- **Your instructions**
Task for the records below: please copy exactly, and only, the lines from the one containing "target: man's ear" to the last line, both included, leaving out the pictures.

- **Data for this exercise**
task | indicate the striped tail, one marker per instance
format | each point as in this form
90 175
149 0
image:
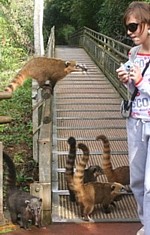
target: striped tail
71 157
11 178
79 174
106 152
16 82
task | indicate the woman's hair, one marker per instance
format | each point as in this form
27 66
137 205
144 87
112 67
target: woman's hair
140 10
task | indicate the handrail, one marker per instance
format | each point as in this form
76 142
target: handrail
3 120
107 53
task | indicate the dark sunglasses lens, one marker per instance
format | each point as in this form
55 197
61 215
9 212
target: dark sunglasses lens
132 27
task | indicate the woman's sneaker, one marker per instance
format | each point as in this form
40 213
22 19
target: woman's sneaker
141 231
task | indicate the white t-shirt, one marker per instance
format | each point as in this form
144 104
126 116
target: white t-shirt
141 103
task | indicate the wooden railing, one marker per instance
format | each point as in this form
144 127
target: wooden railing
3 120
105 51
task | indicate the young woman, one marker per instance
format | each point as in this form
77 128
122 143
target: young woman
137 23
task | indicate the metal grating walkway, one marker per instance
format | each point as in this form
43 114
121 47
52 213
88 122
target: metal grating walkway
85 105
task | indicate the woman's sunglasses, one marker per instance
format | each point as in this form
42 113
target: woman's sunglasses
132 27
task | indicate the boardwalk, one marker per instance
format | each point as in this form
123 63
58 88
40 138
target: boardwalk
84 106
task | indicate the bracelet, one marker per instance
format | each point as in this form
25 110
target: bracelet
139 81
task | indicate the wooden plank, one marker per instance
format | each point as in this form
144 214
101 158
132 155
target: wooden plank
45 146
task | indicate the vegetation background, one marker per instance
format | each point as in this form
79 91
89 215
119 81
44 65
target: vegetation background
17 46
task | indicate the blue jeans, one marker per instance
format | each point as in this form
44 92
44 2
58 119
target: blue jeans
138 134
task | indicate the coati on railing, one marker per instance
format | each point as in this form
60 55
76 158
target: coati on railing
44 69
22 205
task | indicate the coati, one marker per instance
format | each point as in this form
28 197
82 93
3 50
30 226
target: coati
89 194
43 69
90 174
21 204
120 174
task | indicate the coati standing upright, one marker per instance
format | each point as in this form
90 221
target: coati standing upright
21 203
43 69
89 194
120 174
90 174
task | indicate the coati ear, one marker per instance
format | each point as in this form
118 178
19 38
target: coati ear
27 202
67 63
112 187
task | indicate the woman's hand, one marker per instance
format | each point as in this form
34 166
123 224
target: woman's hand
135 74
123 75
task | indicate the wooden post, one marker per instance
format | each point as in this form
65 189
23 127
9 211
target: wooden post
2 220
43 188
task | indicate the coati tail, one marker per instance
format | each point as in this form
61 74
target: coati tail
71 156
16 82
106 152
79 174
11 179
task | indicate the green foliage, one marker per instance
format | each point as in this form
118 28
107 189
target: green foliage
19 107
109 17
104 16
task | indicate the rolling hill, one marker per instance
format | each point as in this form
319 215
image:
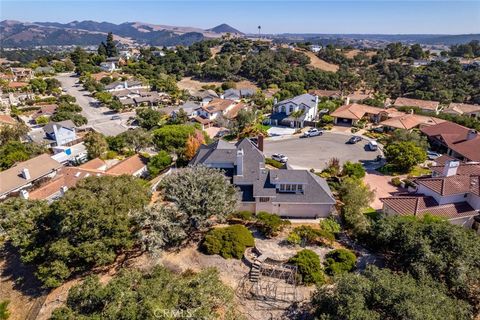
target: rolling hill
25 34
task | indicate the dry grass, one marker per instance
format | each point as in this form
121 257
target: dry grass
318 63
195 86
352 53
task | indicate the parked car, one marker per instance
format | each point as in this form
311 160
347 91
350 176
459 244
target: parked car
432 155
354 140
279 157
372 145
311 133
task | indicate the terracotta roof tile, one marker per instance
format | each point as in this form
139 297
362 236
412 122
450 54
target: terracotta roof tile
421 205
423 104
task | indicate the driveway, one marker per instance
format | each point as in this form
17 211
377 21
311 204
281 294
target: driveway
99 118
315 152
381 185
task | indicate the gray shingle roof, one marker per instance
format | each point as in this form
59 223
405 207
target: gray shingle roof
306 99
315 189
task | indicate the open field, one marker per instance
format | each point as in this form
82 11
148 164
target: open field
318 63
194 86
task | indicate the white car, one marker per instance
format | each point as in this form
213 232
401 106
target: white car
280 157
312 133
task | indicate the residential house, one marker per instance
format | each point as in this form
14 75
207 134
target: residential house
423 105
46 110
22 74
332 94
108 66
287 193
463 109
24 174
295 111
409 122
237 94
127 84
454 194
6 120
68 177
216 109
351 114
55 134
458 141
207 96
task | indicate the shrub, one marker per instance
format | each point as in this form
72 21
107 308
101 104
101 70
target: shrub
274 163
294 239
309 267
340 261
270 224
396 181
158 162
111 155
355 170
242 215
229 242
330 225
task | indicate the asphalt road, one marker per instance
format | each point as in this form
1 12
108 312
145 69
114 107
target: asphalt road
99 118
315 152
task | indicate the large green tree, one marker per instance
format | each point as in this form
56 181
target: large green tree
158 294
356 196
86 228
201 194
381 294
404 155
430 248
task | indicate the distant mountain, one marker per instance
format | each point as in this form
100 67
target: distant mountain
25 34
225 28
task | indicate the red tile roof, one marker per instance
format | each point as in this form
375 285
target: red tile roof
422 104
465 169
355 111
462 140
420 205
446 186
128 166
6 119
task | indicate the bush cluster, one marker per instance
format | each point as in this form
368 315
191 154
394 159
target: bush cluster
228 242
309 267
270 224
340 261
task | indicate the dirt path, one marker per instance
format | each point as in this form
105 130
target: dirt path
318 63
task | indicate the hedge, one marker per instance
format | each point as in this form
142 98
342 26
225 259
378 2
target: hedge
309 267
228 242
340 261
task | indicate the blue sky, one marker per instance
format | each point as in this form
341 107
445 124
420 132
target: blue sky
379 16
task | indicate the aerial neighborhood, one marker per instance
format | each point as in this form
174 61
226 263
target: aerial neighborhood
238 177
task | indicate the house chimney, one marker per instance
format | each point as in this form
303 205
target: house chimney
260 142
472 134
240 162
24 194
63 189
26 174
450 168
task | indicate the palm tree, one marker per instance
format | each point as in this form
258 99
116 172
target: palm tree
296 115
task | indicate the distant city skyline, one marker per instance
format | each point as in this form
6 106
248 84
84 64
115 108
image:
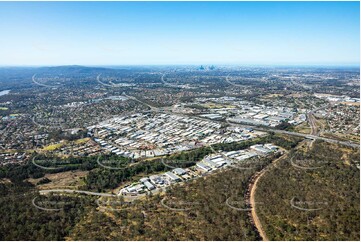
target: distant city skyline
179 33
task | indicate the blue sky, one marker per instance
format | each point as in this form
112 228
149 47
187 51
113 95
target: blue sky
127 33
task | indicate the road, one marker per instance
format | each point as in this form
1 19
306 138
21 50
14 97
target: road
77 191
252 191
312 122
231 83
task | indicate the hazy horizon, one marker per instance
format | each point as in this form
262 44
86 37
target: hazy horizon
179 33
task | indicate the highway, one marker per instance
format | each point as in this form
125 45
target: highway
77 191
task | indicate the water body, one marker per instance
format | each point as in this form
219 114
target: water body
2 93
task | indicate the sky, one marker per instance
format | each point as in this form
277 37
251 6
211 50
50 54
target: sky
161 33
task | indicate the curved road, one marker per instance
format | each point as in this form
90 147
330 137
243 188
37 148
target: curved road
252 201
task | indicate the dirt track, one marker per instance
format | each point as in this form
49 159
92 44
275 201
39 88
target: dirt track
252 191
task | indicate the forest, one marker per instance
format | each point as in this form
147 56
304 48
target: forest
316 199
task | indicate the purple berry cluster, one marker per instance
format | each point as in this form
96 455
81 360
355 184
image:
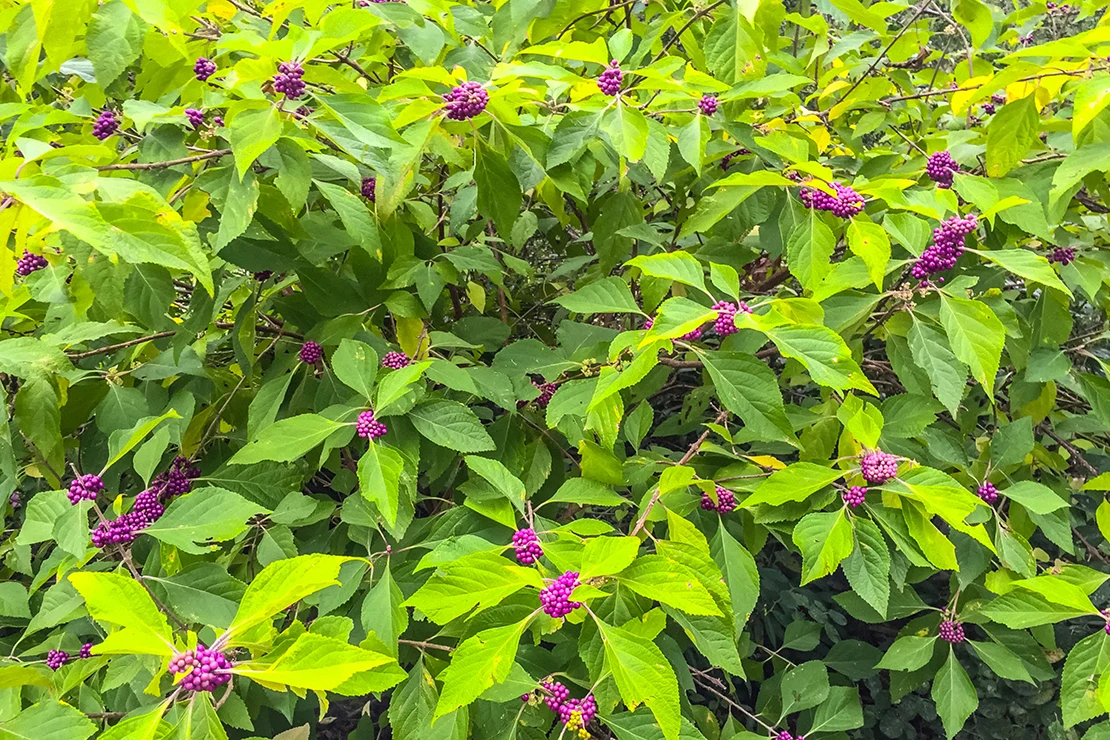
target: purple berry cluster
611 79
527 546
210 669
1063 255
203 69
556 597
106 124
57 658
288 81
878 467
84 488
941 168
367 427
465 101
988 493
29 263
845 204
854 496
707 104
395 360
311 353
947 246
726 502
951 631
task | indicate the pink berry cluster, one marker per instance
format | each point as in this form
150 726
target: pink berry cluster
465 101
84 488
1063 255
947 246
611 79
941 168
527 547
951 631
987 493
395 360
311 353
878 467
288 81
106 124
367 427
845 204
556 598
854 496
203 69
210 669
30 263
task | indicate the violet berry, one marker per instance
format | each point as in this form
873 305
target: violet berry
988 493
311 353
878 467
527 546
465 101
941 168
210 669
106 124
84 488
854 496
30 263
611 79
56 659
395 360
556 597
203 69
367 427
951 631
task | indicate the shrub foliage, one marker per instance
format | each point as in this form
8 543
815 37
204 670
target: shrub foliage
641 370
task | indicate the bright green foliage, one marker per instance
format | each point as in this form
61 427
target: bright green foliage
389 357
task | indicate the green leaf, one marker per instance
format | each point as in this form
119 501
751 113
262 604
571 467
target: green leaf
825 539
288 439
643 676
452 425
121 601
207 515
481 661
977 336
251 133
1010 133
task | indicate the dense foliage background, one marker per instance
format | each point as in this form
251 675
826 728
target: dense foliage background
647 370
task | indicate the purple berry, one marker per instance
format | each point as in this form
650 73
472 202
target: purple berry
951 631
878 467
367 427
854 496
395 360
988 493
56 659
84 488
29 263
209 669
611 79
465 101
106 125
203 69
527 546
556 597
311 353
941 168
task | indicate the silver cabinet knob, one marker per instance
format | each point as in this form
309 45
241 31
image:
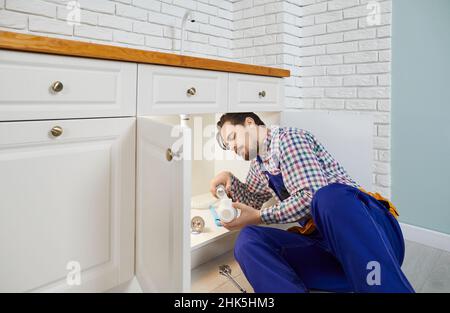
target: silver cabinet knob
56 131
191 91
169 154
57 86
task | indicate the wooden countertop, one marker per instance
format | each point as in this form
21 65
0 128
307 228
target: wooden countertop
32 43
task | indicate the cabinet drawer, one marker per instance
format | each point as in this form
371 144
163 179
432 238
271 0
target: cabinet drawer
255 93
39 86
166 90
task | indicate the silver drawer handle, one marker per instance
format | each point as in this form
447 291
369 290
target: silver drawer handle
57 86
191 91
56 131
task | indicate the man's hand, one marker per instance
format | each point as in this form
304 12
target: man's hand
223 178
249 216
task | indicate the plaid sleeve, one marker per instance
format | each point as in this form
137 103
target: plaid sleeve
253 192
302 176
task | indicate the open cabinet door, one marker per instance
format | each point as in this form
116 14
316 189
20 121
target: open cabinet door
348 136
163 208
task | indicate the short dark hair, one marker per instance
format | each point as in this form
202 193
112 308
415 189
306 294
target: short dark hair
235 119
238 119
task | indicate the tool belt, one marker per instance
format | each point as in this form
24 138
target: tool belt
310 226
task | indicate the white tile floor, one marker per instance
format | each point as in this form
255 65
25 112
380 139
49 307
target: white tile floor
427 269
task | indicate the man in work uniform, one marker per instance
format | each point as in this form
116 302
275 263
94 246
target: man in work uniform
347 239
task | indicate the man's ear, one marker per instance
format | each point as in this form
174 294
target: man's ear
249 121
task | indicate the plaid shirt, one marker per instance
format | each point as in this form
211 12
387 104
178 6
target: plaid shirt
305 165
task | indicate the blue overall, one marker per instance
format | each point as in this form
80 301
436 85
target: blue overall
357 247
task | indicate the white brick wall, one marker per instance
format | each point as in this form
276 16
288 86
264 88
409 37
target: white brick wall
337 60
142 24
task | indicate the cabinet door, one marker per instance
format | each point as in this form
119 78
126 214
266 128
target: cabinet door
163 207
348 136
171 90
255 93
66 204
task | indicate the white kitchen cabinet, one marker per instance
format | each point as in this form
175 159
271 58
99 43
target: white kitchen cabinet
162 207
167 189
249 93
171 90
66 197
39 86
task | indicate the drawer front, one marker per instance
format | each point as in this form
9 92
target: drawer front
255 93
39 86
167 90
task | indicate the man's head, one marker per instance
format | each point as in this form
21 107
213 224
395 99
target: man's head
240 132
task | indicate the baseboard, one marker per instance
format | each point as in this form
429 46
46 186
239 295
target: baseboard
426 237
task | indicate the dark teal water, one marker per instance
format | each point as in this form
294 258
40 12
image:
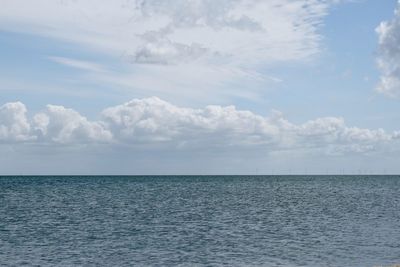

- **Solution for this task**
target: man's ear
249 121
task | indicate the plaid shirt, one marker per instance
format | each point as in this form
211 12
387 104
178 6
target: plaid shirt
305 165
task | indicate the blue overall, one marker per instance
format | each point as in this form
80 301
436 85
target: blue overall
357 247
task | indicate the white brick wall, one marker per instance
format | each point as in this form
276 16
288 86
264 88
409 37
target: white brick wall
337 60
142 24
task | indicate the cabinet door, one marker per instance
format | each point as in this form
119 78
126 214
266 128
target: cabinet door
163 207
348 136
171 90
255 93
66 204
task | indicate the white kitchen cabinet, one marker per instance
format | each point as in this form
175 159
271 58
99 43
target: white kitchen cabinet
162 207
167 189
249 93
171 90
66 197
39 86
task | indicate the drawer front, one marker per instance
format | each point as in this form
9 92
target: drawer front
255 93
39 86
167 90
task | indicate the man's head, one marker per instance
format | each point as in this form
21 107
213 224
395 99
target: man's head
240 132
task | indicate the baseboard, one marker per instance
format | each point as in this form
429 46
46 186
239 295
target: baseboard
426 237
task | indicate the dark teal water, one marker per instance
format | each point as in this form
294 258
40 12
image:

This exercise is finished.